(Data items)
-=-=-=-=-

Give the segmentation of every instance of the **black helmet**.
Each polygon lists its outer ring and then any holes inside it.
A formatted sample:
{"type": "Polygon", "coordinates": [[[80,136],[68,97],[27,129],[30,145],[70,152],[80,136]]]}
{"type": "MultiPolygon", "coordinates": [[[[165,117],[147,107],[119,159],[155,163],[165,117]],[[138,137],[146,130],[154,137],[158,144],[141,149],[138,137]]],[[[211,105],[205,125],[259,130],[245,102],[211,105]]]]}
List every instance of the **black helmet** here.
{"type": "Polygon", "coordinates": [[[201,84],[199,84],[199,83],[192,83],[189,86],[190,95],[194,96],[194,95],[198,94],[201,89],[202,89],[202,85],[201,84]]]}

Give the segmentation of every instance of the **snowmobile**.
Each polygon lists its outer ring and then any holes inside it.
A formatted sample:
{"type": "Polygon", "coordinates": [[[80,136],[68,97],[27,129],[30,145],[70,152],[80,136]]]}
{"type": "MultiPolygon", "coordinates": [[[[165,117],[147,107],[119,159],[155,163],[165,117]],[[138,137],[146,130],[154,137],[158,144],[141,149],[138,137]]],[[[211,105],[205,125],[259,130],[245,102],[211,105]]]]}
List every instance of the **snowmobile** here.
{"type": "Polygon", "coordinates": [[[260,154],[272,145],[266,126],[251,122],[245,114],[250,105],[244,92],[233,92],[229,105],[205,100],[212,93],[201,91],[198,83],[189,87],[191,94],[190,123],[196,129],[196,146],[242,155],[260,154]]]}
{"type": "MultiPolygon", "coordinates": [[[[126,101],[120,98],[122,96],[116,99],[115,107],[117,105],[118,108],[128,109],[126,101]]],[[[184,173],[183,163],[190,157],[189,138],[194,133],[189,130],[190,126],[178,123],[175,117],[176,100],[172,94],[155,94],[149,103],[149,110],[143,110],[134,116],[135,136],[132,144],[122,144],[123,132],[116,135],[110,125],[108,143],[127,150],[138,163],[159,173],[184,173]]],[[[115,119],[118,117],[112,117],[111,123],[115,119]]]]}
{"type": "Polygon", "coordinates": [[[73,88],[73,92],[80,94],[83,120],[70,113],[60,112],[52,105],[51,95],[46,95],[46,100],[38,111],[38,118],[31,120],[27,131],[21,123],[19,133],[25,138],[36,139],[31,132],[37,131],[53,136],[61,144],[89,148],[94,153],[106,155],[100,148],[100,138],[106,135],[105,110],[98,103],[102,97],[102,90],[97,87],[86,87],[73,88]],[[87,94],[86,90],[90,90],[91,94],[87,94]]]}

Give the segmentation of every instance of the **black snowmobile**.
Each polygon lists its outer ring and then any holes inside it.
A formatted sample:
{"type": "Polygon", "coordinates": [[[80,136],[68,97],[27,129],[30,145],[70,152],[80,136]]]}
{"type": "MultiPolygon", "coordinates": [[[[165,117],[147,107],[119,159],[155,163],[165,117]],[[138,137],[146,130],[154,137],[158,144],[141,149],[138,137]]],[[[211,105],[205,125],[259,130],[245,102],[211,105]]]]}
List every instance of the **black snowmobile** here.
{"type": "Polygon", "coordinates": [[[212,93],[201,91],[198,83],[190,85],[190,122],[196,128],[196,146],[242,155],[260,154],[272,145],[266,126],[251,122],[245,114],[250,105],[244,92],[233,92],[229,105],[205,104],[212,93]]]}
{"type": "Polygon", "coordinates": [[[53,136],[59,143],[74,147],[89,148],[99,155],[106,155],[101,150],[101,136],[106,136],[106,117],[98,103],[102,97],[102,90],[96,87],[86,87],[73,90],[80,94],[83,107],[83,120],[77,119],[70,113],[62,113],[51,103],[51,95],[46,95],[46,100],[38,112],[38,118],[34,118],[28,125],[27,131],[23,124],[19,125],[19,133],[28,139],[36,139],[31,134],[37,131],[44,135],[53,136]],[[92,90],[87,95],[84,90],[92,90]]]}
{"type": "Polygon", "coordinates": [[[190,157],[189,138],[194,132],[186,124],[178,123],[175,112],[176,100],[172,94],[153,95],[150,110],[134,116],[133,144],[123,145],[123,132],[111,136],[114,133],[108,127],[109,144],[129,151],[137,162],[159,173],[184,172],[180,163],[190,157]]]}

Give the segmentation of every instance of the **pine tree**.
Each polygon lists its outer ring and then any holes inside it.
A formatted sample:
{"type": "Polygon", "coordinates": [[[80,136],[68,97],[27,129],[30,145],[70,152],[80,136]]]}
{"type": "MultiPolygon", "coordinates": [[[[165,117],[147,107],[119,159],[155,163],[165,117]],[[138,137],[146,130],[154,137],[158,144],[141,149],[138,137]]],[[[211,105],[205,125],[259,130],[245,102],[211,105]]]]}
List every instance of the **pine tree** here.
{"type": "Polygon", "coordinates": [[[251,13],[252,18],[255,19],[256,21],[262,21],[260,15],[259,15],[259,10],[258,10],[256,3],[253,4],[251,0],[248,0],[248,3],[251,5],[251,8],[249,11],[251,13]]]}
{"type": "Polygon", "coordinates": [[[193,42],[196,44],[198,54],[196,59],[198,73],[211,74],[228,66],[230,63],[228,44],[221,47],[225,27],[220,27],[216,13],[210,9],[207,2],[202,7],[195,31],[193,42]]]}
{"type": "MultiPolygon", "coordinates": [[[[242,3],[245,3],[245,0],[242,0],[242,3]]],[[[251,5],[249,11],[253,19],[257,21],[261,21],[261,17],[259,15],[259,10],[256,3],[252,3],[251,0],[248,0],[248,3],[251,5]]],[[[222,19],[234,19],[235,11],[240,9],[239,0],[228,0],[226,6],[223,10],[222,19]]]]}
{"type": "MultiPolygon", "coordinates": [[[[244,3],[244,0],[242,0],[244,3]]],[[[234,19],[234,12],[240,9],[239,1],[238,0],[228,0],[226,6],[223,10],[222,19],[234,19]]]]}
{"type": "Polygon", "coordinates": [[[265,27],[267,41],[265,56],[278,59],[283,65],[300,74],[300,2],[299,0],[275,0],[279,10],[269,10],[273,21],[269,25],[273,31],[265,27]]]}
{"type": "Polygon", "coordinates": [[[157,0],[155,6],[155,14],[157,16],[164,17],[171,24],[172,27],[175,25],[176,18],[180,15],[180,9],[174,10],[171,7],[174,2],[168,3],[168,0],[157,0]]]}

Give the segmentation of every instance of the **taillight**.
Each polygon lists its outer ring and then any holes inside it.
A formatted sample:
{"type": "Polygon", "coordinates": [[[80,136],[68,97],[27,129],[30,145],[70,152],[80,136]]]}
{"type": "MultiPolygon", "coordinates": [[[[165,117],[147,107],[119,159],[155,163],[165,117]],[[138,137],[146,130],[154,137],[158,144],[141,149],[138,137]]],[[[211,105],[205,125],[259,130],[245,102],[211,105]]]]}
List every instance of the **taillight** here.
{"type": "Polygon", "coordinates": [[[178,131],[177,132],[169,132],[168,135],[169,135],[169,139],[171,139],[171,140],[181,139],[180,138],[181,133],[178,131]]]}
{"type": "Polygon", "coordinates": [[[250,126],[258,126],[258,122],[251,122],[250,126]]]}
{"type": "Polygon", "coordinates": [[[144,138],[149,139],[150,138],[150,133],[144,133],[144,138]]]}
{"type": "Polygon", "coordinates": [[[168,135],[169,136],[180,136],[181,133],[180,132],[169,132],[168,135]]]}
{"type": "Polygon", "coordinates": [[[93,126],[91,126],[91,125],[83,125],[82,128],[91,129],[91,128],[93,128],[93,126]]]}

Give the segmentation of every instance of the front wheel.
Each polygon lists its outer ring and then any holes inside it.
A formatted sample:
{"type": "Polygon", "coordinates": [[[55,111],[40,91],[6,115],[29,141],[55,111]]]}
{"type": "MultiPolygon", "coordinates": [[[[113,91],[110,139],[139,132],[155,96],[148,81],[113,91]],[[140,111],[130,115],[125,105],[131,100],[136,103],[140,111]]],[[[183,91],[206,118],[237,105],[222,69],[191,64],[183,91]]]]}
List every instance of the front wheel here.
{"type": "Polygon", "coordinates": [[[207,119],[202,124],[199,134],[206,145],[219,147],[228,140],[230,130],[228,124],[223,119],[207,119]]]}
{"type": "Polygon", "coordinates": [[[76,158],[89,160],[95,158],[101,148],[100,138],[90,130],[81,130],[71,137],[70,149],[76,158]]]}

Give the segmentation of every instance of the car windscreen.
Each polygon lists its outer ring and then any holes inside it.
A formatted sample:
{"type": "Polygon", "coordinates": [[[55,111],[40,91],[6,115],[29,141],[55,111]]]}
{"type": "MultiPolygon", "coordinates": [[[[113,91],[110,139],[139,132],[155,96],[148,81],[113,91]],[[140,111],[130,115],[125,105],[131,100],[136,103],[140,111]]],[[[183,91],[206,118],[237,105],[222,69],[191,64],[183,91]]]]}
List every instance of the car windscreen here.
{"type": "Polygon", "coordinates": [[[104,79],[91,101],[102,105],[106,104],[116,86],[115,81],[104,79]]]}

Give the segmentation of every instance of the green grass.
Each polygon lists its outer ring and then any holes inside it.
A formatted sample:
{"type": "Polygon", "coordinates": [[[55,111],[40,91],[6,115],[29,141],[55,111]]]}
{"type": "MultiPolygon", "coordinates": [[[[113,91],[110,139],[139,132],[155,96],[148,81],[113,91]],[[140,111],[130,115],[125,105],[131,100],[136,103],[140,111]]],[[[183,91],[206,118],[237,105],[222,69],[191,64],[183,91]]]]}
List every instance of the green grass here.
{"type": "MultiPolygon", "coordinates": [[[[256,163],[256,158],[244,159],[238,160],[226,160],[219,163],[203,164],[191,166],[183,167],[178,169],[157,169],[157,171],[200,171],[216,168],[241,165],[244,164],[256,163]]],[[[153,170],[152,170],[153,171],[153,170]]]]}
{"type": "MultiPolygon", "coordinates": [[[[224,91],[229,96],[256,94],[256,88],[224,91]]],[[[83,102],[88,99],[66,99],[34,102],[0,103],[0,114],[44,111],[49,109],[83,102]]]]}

-=-=-=-=-

**What the exercise asks:**
Collect every line of the records above that contains the word "windscreen". Treat the match as case-sensitive.

**Output of the task:**
Give the segmentation of every instance of the car windscreen.
List every instance of the car windscreen here.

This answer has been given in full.